| THE EXERCISE |
Render the entries below, from the line containing "For the dataset, tag each instance of the coffee" through the end, inclusive, as a JSON list of strings with one string per line and blank lines omitted.

[Entries from a dataset]
====
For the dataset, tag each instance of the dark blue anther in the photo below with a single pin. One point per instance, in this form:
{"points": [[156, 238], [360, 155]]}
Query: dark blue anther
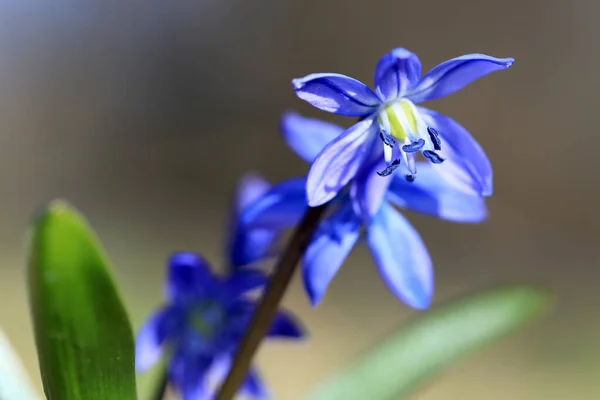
{"points": [[435, 138], [414, 146], [433, 157], [386, 138], [390, 168]]}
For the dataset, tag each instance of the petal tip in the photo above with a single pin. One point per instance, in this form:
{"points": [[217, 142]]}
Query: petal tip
{"points": [[420, 304], [298, 83]]}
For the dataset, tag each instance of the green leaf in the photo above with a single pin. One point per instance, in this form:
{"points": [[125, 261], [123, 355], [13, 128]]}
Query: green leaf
{"points": [[14, 382], [432, 341], [83, 336]]}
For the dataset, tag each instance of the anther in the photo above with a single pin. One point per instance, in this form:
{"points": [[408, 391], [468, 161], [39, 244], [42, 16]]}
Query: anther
{"points": [[414, 146], [433, 157], [386, 138], [435, 138], [390, 168]]}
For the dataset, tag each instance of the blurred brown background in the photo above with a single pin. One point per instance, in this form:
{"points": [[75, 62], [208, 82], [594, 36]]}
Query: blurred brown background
{"points": [[144, 113]]}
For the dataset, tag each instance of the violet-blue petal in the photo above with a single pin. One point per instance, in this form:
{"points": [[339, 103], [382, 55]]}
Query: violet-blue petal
{"points": [[339, 162], [307, 136], [336, 93], [368, 189], [245, 246], [433, 195], [281, 207], [150, 339], [461, 152], [396, 73], [188, 275], [285, 325], [453, 75], [401, 257], [330, 245], [244, 280], [250, 245], [253, 386]]}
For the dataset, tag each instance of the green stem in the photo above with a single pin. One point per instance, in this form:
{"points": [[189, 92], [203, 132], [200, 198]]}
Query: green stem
{"points": [[269, 303]]}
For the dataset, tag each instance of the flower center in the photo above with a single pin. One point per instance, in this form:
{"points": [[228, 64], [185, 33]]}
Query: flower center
{"points": [[205, 317], [404, 134], [399, 120]]}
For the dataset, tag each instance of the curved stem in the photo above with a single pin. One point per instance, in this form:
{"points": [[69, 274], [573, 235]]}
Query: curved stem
{"points": [[269, 303]]}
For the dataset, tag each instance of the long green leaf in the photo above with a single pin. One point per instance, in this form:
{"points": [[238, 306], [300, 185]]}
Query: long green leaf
{"points": [[83, 336], [14, 381], [432, 341]]}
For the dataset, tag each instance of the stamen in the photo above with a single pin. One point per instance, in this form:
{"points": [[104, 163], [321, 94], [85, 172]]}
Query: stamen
{"points": [[433, 157], [414, 146], [435, 138], [390, 168], [386, 138]]}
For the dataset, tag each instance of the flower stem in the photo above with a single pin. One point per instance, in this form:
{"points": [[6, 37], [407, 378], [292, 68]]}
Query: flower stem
{"points": [[269, 303]]}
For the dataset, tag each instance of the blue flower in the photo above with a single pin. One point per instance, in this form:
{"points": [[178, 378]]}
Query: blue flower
{"points": [[201, 326], [390, 115], [365, 204]]}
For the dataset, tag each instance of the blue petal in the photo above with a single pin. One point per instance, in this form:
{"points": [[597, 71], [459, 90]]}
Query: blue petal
{"points": [[396, 73], [189, 275], [253, 386], [250, 245], [339, 161], [244, 280], [453, 75], [465, 160], [330, 245], [245, 246], [187, 372], [281, 207], [286, 325], [431, 194], [307, 136], [337, 94], [368, 189], [159, 328], [401, 257]]}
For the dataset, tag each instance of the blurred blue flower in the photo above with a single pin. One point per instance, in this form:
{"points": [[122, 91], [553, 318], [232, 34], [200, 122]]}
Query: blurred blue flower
{"points": [[365, 204], [389, 114], [246, 246], [201, 325]]}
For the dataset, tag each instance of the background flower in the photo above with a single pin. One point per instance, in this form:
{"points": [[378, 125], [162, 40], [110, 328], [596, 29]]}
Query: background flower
{"points": [[201, 325]]}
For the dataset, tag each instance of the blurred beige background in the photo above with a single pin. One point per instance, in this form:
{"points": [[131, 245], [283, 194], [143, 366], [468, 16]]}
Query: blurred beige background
{"points": [[144, 113]]}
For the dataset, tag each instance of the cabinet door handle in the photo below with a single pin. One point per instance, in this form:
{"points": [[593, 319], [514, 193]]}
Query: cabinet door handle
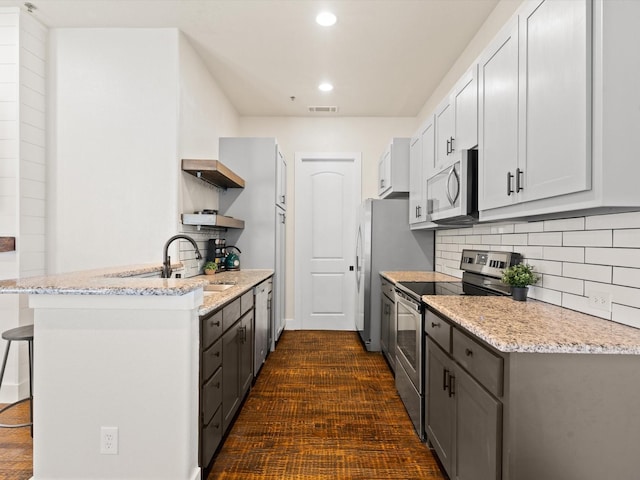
{"points": [[519, 186]]}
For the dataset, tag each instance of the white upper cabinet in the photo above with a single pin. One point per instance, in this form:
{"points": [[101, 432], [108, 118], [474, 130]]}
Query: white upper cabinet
{"points": [[456, 121], [393, 170], [535, 109], [498, 129], [416, 184], [555, 99]]}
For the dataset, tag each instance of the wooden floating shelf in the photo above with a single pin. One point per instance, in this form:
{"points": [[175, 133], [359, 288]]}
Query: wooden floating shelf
{"points": [[213, 172], [7, 244]]}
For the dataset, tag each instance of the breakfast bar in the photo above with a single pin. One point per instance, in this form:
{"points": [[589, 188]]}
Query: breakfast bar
{"points": [[118, 352]]}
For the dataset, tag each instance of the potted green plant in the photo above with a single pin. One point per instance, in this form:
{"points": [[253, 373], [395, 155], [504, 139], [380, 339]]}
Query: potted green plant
{"points": [[519, 277], [210, 268]]}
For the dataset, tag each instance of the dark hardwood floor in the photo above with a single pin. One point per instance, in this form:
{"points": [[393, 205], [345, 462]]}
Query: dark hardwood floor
{"points": [[322, 408]]}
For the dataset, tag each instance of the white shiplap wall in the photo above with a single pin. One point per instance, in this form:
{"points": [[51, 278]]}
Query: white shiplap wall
{"points": [[577, 257], [22, 172]]}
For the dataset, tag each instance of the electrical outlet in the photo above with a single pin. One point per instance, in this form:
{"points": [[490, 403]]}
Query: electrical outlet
{"points": [[600, 301], [108, 440]]}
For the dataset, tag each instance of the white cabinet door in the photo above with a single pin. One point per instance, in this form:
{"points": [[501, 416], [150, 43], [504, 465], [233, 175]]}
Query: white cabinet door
{"points": [[416, 189], [445, 122], [281, 179], [498, 124], [465, 103], [555, 98]]}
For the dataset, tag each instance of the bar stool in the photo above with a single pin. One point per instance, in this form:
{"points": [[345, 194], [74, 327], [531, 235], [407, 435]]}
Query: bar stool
{"points": [[15, 335]]}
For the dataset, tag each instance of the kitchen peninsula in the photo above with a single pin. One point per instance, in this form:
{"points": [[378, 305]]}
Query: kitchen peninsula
{"points": [[113, 349]]}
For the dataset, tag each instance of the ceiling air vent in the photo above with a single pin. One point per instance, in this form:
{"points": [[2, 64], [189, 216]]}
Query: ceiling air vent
{"points": [[323, 109]]}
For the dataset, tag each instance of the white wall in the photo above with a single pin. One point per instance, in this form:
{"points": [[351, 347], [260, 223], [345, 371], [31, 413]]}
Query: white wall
{"points": [[22, 174], [112, 150], [369, 135]]}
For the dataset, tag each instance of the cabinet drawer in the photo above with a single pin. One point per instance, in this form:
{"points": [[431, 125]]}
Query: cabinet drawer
{"points": [[438, 329], [211, 437], [480, 362], [230, 314], [211, 359], [211, 396], [246, 302], [211, 328]]}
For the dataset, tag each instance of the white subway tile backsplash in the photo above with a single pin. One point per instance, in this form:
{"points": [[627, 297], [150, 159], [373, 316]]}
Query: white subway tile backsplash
{"points": [[492, 239], [528, 227], [584, 271], [504, 228], [588, 238], [563, 284], [515, 239], [629, 277], [615, 221], [627, 315], [544, 295], [623, 257], [627, 238], [581, 304], [564, 224], [576, 257], [551, 239], [546, 267], [569, 254]]}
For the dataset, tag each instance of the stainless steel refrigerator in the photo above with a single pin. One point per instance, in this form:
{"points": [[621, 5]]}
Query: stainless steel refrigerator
{"points": [[384, 242]]}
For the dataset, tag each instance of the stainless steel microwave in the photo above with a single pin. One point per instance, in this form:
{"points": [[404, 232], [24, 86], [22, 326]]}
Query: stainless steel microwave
{"points": [[452, 194]]}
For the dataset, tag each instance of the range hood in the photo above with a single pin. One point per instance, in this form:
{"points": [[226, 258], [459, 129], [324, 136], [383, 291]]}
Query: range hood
{"points": [[211, 220]]}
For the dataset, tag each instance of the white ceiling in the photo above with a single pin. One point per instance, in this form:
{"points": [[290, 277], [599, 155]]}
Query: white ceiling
{"points": [[384, 57]]}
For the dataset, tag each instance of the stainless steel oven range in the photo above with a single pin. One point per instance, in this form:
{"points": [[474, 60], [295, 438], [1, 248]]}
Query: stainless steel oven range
{"points": [[481, 276]]}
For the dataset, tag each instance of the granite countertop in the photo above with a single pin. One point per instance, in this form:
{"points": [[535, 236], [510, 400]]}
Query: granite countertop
{"points": [[534, 326], [125, 281], [418, 276], [244, 281]]}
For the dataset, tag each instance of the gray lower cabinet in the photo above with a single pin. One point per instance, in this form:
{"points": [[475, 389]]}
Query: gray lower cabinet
{"points": [[226, 370], [463, 411], [388, 323], [210, 421]]}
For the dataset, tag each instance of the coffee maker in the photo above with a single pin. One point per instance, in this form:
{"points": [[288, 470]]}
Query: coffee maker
{"points": [[217, 252]]}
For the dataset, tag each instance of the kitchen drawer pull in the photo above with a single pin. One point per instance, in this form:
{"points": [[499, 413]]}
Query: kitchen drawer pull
{"points": [[519, 186]]}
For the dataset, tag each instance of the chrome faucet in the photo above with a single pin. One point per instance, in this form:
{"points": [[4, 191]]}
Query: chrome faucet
{"points": [[166, 263]]}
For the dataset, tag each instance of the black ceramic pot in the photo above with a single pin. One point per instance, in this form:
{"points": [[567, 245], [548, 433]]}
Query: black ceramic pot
{"points": [[519, 293]]}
====
| ANSWER TO THE EXERCISE |
[
  "For the dataset, tag each instance of the coffee maker in the photo above with a single pin. One point per instance, in this form:",
  "{\"points\": [[288, 470]]}",
  "Query: coffee maker",
  "{\"points\": [[217, 252]]}",
  "For the dataset, tag each instance of the kitchen drawer pull in the photo above with a single pin. One point per instance, in this form:",
  "{\"points\": [[499, 413]]}",
  "Query: kitchen drawer pull",
  "{\"points\": [[519, 186]]}",
  "For the dataset, tag each instance of the chrome faucet in the photo above with a single pin. One point per instance, in this form:",
  "{\"points\": [[4, 191]]}",
  "Query: chrome faucet",
  "{\"points\": [[166, 263]]}",
  "For the dataset, tag each instance of the black ceramic pot in the photo above with a single pin. One point per instance, in this form:",
  "{\"points\": [[567, 245], [548, 433]]}",
  "Query: black ceramic pot",
  "{\"points\": [[519, 293]]}"
]